#### Task set:
- a) Using the article header, decide whether each statement agrees with it: (i) The cells used for testing are MCF-7 breast cancer cells. (ii) The compounds came from the leaves of Dysoxylum amooroides. (iii) The DOI listed is 10.22146/ijc.99121. Answer yes or no for each and quote the words that settle it.
- b) According to the article header, what part of Dysoxylum amooroides were the sesquiterpenoids taken from?
- c) List every topic named in the title of the article header after the colon.

*** Opening of Text provided ***

Sesquiterpenoids from  Dysoxylum amooroides  Stem Bark: Isolation, Structure Determination, and Cytotoxicity Against MCF-7 Breast Cancer Cells

Latifah Gunawan; Hidayat Nurul Mustofa; Al Arofatus Naini; Desi Harneti; Ace Tatang Hidayat; Nurlelasari Nurlelasari; Rani Maharani; Tri Mayanti; Sofa Fajriah; Khalijah Awang; Mohamad Nurul Azmi; Unang Supratman

doi:10.22146/ijc.99121

Sesquiterpenoids from Dysoxylum amooroides Stem Bark: Isolation, Structure Determination, and Cytotoxicity Against MCF-7 Breast Cancer Cells

https://doi.org/10.22146/ijc.99121

Latifah Gunawan⁽¹⁾, Hidayat Nurul Mustofa⁽²⁾, Al Arofatus Naini⁽³⁾, Desi Harneti⁽⁴⁾, Ace Tatang Hidayat⁽⁵⁾, Nurlelasari Nurlelasari⁽⁶⁾, Rani Maharani⁽⁷⁾, Tri Mayanti⁽⁸⁾, Sofa Fajriah⁽⁹⁾, Khalijah Awang⁽¹⁰⁾, Mohamad Nurul Azmi⁽¹¹⁾, Unang Supratman^(12*)

*** Close of Text provided ***
*** Opening of Data to examine ***

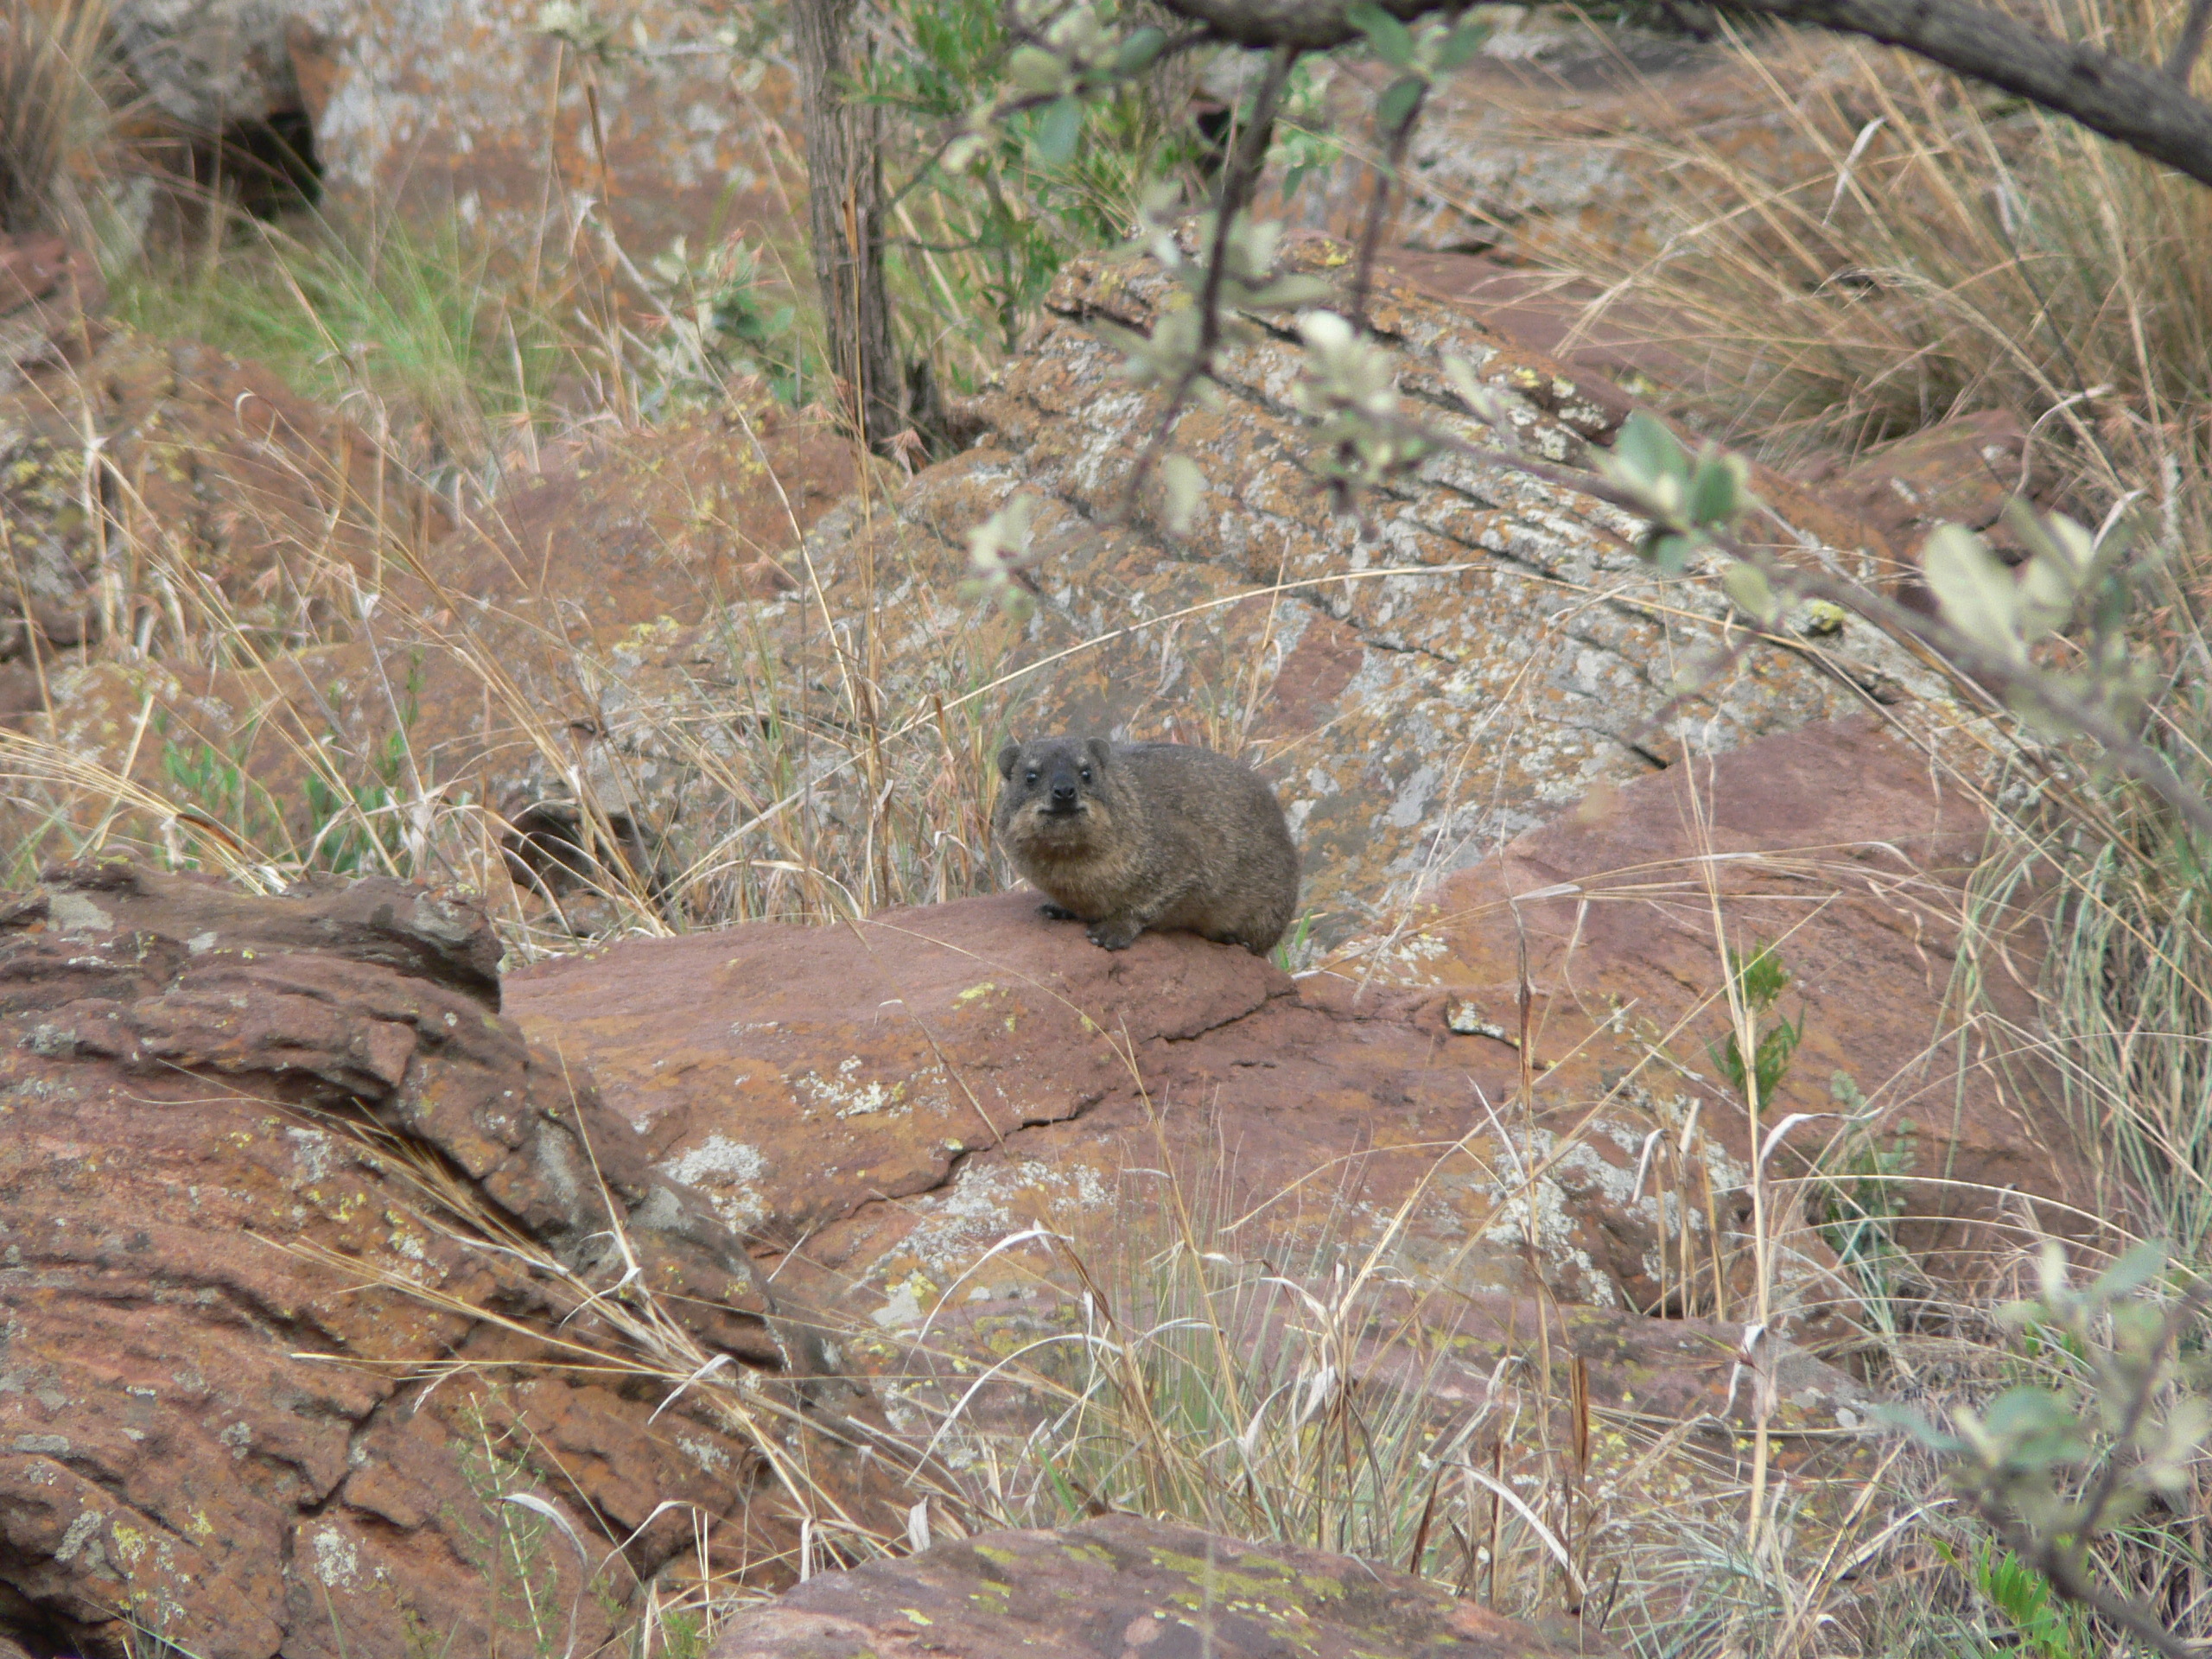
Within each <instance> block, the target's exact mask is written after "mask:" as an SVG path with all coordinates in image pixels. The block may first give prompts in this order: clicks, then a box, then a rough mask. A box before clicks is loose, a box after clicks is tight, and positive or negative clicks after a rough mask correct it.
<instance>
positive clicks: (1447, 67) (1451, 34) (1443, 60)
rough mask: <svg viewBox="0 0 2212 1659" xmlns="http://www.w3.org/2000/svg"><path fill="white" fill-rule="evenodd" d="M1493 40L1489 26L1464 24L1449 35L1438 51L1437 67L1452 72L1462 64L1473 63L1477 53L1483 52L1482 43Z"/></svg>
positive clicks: (1453, 30) (1462, 22) (1447, 36)
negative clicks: (1486, 41)
mask: <svg viewBox="0 0 2212 1659" xmlns="http://www.w3.org/2000/svg"><path fill="white" fill-rule="evenodd" d="M1489 38H1491V31H1489V24H1480V22H1462V24H1460V27H1458V29H1453V31H1451V33H1449V35H1444V44H1442V46H1438V49H1436V66H1438V69H1444V71H1451V69H1458V66H1460V64H1467V62H1473V58H1475V53H1480V51H1482V42H1486V40H1489Z"/></svg>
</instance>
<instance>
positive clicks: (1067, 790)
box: [993, 737, 1113, 841]
mask: <svg viewBox="0 0 2212 1659" xmlns="http://www.w3.org/2000/svg"><path fill="white" fill-rule="evenodd" d="M1110 765H1113V745H1110V743H1108V741H1106V739H1104V737H1088V739H1086V737H1042V739H1037V741H1033V743H1006V748H1002V750H1000V752H998V774H1000V776H1002V779H1004V781H1006V785H1004V787H1002V790H1000V796H998V812H995V814H993V816H995V818H998V827H1000V830H1009V827H1011V830H1013V832H1015V836H1018V838H1029V836H1048V838H1055V841H1057V838H1077V836H1082V834H1084V832H1086V830H1091V827H1093V825H1091V823H1086V821H1091V818H1093V814H1097V816H1106V814H1104V805H1106V803H1104V801H1102V799H1099V796H1102V792H1106V790H1108V787H1110V783H1108V770H1110Z"/></svg>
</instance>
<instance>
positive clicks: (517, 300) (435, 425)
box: [111, 221, 566, 482]
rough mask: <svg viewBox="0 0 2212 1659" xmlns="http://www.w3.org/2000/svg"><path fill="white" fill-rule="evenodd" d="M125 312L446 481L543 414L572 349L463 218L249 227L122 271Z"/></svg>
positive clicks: (542, 299)
mask: <svg viewBox="0 0 2212 1659" xmlns="http://www.w3.org/2000/svg"><path fill="white" fill-rule="evenodd" d="M111 290H113V310H115V312H117V314H119V316H122V319H124V321H128V323H131V325H133V327H137V330H139V332H144V334H150V336H155V338H197V341H204V343H206V345H212V347H217V349H221V352H230V354H234V356H241V358H250V361H254V363H263V365H265V367H270V369H272V372H274V374H279V376H281V378H283V380H285V383H290V385H292V387H294V389H296V392H301V394H303V396H310V398H319V400H323V403H332V405H343V407H347V409H349V411H352V414H354V418H356V420H361V422H363V425H367V427H372V429H374V436H376V438H378V440H380V445H383V447H385V449H387V451H396V453H398V456H403V458H405V460H409V462H411V465H414V467H416V469H418V471H420V473H422V476H425V478H431V480H434V482H436V480H438V478H440V473H449V471H451V469H476V467H482V465H484V462H487V460H489V458H491V456H493V451H495V449H498V440H500V436H502V434H504V431H509V429H511V427H515V425H518V422H535V420H540V418H542V416H544V411H546V387H549V385H551V380H553V374H555V369H557V365H560V363H562V352H564V345H566V341H564V338H562V336H560V334H557V330H555V327H553V321H551V305H549V299H551V296H533V294H531V292H529V290H526V285H524V281H522V279H520V276H513V279H509V276H502V274H500V272H498V270H495V268H493V261H491V250H489V248H487V246H484V241H482V239H480V237H471V234H469V230H467V228H465V226H462V223H460V221H451V223H447V226H445V228H438V230H429V232H425V230H414V228H407V226H403V223H396V221H394V223H376V226H369V228H363V230H352V228H341V226H334V223H312V226H305V228H301V230H296V232H292V230H285V228H279V226H270V223H261V221H243V223H228V226H219V228H217V230H210V239H208V243H206V246H204V248H197V250H190V252H186V254H177V257H148V259H142V261H137V263H126V265H124V268H119V270H117V272H115V274H113V276H111Z"/></svg>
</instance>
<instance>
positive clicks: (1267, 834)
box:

*** Close of Data to examine ***

#### Answers in order:
- a)
(i) Yes: "Cytotoxicity Against MCF-7 Breast Cancer Cells"
(ii) No: "Dysoxylum amooroides Stem Bark"
(iii) Yes: "doi:10.22146/ijc.99121"

- b) The stem bark.

- c) Isolation; Structure Determination; Cytotoxicity Against MCF-7 Breast Cancer Cells